Saved data entries:

+ + +

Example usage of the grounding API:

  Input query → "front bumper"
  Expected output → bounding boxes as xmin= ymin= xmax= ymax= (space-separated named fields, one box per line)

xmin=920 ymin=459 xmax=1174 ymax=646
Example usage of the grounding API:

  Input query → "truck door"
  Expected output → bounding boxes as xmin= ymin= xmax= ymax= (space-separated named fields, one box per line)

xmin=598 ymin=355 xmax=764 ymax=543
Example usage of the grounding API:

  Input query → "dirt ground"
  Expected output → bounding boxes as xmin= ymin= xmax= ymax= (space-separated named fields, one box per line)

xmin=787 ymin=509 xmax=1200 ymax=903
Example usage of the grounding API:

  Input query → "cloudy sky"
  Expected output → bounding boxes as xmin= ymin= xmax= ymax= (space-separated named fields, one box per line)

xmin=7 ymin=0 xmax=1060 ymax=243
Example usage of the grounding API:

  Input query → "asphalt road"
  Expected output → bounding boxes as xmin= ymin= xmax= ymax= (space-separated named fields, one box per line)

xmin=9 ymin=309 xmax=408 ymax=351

+ + +

What you will do: Repeat the material from above exactly, word for word.

Exercise output:
Example usage of the grounding API:

  Input query → "front bumper"
  Expected output → bounding boxes as xmin= ymin= xmax= ymax= (space-separated named fields, one box per line)

xmin=920 ymin=459 xmax=1174 ymax=646
Example usage of the grounding API:

  Input query → "truck door"
  Expected output → bounding boxes as xmin= ymin= xmax= ymax= (space-separated named fields, one box per line)

xmin=598 ymin=355 xmax=764 ymax=543
Example usage of the grounding API:

  Input query → "dirt ground"
  Expected output → bounding boxes as xmin= ymin= xmax= ymax= (space-separated named fields, one box per line)

xmin=787 ymin=509 xmax=1200 ymax=903
Example usage of the grounding API:

  Input query → "cloudy sky"
  Expected output → bounding boxes as xmin= ymin= xmax= ymax= (space-separated named fields, one box per line)

xmin=7 ymin=0 xmax=1060 ymax=243
Example usage of the grounding API:

  Input query → "asphalt road"
  Expected output → bounding boxes as xmin= ymin= xmax= ymax= (space-separated named fields, one box per line)

xmin=9 ymin=309 xmax=408 ymax=351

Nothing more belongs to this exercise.